▶ _Work required_
Extract, exactly as written, all lines of the material below from the line that includes "Locate the paved" through its last line.

▶ _Extracted data_

------

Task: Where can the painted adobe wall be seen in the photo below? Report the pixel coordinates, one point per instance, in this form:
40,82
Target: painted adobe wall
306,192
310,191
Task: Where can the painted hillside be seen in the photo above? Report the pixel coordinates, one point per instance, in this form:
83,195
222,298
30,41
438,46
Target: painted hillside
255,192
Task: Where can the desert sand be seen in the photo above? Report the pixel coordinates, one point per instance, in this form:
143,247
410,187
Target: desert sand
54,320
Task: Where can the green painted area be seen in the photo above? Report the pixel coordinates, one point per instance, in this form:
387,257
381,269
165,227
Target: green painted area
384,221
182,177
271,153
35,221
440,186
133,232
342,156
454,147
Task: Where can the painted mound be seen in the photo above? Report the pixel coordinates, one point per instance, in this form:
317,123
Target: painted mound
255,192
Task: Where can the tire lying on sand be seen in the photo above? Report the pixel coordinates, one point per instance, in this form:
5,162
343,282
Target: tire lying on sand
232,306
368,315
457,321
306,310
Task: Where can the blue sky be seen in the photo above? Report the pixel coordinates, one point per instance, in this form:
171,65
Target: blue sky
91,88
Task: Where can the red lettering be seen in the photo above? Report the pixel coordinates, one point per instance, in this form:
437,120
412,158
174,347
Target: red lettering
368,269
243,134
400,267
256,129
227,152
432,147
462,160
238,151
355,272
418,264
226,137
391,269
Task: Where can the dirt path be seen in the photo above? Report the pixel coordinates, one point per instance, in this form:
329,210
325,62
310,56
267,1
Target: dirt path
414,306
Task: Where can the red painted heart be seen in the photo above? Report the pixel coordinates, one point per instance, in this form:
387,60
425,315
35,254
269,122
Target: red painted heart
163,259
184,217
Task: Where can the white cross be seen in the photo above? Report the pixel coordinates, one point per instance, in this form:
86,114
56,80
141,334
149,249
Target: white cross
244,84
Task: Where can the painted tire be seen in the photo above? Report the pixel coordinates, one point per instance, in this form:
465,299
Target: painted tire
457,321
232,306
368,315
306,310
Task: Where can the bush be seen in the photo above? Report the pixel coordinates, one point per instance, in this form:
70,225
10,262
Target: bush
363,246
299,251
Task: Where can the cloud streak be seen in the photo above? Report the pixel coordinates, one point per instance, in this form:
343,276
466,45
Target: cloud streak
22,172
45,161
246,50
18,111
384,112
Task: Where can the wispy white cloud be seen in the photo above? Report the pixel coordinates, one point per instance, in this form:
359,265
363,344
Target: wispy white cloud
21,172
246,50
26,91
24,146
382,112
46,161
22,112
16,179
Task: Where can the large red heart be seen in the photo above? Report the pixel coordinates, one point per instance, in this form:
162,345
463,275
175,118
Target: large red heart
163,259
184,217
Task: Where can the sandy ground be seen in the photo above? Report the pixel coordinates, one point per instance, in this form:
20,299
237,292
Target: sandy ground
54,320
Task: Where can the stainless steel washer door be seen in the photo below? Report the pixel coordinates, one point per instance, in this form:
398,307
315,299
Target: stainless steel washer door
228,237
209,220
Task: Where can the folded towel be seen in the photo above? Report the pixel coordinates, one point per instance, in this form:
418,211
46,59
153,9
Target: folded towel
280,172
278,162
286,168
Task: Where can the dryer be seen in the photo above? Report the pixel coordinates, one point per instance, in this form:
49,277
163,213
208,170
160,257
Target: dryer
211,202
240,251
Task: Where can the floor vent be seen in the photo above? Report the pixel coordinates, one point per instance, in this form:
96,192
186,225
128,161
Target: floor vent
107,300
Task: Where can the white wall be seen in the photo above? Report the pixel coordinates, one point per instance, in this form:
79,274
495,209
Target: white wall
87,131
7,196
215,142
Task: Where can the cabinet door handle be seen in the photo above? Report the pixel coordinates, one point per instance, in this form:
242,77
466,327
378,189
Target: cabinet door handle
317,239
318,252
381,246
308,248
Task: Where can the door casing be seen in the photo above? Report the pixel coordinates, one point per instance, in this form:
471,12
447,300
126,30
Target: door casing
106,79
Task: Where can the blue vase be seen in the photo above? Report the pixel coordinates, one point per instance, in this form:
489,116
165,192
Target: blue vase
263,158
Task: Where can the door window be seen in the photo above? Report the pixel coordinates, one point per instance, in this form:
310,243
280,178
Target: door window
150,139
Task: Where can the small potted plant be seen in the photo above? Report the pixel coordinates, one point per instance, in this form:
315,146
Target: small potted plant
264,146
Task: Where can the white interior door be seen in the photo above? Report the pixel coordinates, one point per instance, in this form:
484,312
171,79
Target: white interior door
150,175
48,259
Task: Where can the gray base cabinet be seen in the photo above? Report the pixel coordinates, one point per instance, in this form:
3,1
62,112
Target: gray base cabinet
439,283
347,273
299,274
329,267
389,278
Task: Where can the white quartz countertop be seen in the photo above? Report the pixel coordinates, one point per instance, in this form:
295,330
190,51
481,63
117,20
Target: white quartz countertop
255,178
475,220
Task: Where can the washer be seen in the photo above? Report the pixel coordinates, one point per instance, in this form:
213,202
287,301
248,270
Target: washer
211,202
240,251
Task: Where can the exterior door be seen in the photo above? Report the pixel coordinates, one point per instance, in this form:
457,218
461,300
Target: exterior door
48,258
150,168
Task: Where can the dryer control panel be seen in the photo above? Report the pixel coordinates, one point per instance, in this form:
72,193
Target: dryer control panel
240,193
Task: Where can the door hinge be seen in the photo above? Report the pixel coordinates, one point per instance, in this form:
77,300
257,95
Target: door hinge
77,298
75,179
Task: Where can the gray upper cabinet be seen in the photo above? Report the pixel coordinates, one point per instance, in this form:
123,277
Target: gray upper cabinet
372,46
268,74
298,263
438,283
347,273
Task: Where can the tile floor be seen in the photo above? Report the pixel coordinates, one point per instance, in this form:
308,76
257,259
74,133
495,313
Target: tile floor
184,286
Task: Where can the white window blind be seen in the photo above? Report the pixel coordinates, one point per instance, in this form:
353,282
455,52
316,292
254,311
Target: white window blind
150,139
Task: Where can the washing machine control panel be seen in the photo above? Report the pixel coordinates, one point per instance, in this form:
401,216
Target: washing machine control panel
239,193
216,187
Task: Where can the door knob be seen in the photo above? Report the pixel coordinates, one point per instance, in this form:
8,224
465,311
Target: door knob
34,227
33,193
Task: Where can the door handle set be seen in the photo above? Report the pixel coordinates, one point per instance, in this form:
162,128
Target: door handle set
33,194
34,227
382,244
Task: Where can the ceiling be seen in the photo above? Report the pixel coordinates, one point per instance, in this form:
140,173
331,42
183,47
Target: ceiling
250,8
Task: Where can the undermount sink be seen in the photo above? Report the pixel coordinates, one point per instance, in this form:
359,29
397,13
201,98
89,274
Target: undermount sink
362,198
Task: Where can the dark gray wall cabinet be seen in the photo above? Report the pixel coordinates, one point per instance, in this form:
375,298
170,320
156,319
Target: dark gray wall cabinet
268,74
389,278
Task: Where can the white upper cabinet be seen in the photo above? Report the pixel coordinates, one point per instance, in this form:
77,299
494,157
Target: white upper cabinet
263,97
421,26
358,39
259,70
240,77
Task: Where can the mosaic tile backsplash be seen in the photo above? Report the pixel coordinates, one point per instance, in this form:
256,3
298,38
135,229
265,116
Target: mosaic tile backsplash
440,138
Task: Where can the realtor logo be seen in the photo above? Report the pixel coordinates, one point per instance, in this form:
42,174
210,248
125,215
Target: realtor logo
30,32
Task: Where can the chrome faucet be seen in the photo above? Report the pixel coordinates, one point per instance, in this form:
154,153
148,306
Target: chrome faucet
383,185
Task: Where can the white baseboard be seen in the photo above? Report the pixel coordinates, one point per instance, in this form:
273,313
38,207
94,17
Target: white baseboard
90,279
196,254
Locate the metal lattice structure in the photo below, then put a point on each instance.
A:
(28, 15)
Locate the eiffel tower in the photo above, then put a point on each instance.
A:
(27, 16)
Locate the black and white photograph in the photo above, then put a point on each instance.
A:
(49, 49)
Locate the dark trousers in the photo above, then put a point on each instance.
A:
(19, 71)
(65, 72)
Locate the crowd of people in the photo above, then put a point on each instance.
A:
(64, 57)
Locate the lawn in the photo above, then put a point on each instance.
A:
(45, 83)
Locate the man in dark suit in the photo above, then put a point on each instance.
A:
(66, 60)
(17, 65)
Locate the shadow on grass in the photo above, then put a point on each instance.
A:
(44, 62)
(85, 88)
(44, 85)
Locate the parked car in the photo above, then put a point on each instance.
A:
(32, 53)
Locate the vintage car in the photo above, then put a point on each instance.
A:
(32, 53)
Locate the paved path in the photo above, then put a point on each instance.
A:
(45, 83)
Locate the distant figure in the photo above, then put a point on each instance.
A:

------

▶ _Finished task_
Locate the paved path in the photo above, then put a point on each instance.
A:
(45, 83)
Locate the distant figure in the photo above, then put a point on each instance.
A:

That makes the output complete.